[Selected text]:
=== Section Start ===

If we are going to achieve precision agriculture, then we must dispense with the dogma of absolute pathogenicity and adopt the more open-minded view of prevention via the minimization of predisposing factors.
Most agriculturists, because they are conditioned to place their faith in magic bullet spray programs, overlook the grave importance and necessity of practicing sound sanitation.
One of the worst scenarios for exploding epidemic proportions of a disease is to have the inoculum within the canopy of a tree or vine, or near a susceptible crop. How often have we listened to a chemical representative tout the merits of a fungicide and display supportive, university-driven data, and then proceed to cover the specifics of rates and timings of application. For many, this is the entirety of their approach to controlling disease.
Yet, efficacious control of a disease is next to impossible, let alone economically viable, unless sanitation measures are adopted. For example, persistent canker diseases such as anthracnose of stone fruits, can perpetuate within infected wood and become a perennial canker. The same is true of Cytospora canker, Nectria canker, fire blight, and brown rot. Without necessary sanitation, one would have to apply magic bullet chemicals every 3 to 5 days for extended periods to minimize infection and still run the risk of a lost battle.
What is the most common, technical problem in all of commercial agriculture?
Consider a person taking a drive in a car. On a country road, we can drive this car at a slow and comfortable speed and minimize the opportunity for accidents. But then we start to press the accelerator down, further and further. As you accelerate from a measured pace of 25 mph on that country road to the car’s peak speed, you enter a phase of imbalance. As you demand more and more from your automobile, the opportunity for another set of factors to become limiting increases logarithmically.
The radiator can no longer provide sufficient cooling, and the engine becomes overheated and less efficient. The brakes can no longer keep up with the car’s speed. Steering is now a split-second proposition, with the slightest lag in concentration running the risk of a life-and-death crash.
In this case, gasoline is our analogy for the use of nitrogen (N) in agriculture. The more we accelerate growth and crop production with nitrogen, the more we need to pay judicious attention to every other parameter which contributes to the overall operation of the plant’s machinery. Yet it is so common for agriculturists to put the pedal to the metal with UAN-32, anhydrous ammonia, ammonium sulfate, or urea. Then they sit back and wonder why they suddenly have alternate bearing, noninfectious bud failure, blossom-end rot, or any number of other diseases.
The most consistent and recurring problem stems from growers taking a plant species, which in nature produces non-economic yields and quality, and through agronomic manipulation, create an economic output which is oftentimes ten times greater than production under a natural setting. In so doing, the grower must not only install controlled irrigation, but supplement with copious amounts of fertility. The most common fertilizer used to achieve these economically viable yields is nitrogen (N). When the grower crosses the line of natural growth and enters the realm of highly productive, commercial growth, by necessity, he or she automatically crosses into the realm of imbalanced nutrition. It is this imbalanced nutrition which is a leading contributor to the severity of the many diseases which impact commercial growers and their ultimate profitability.

=== Section End ===

[Material supplied]:
=== Section Start ===

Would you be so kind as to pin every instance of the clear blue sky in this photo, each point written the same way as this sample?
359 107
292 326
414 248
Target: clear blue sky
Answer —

=== Section End ===

[Actions to take]:
A: According to the text on crop disease, how often would chemicals have to be applied without the necessary sanitation?
B: Duplicate the passage of the text on crop disease starting at "The radiator can" up to and including "a life-and-death crash.".

[Results in order]:
A: Every 3 to 5 days for extended periods.

B:
The radiator can no longer provide sufficient cooling, and the engine becomes overheated and less efficient. The brakes can no longer keep up with the car’s speed. Steering is now a split-second proposition, with the slightest lag in concentration running the risk of a life-and-death crash.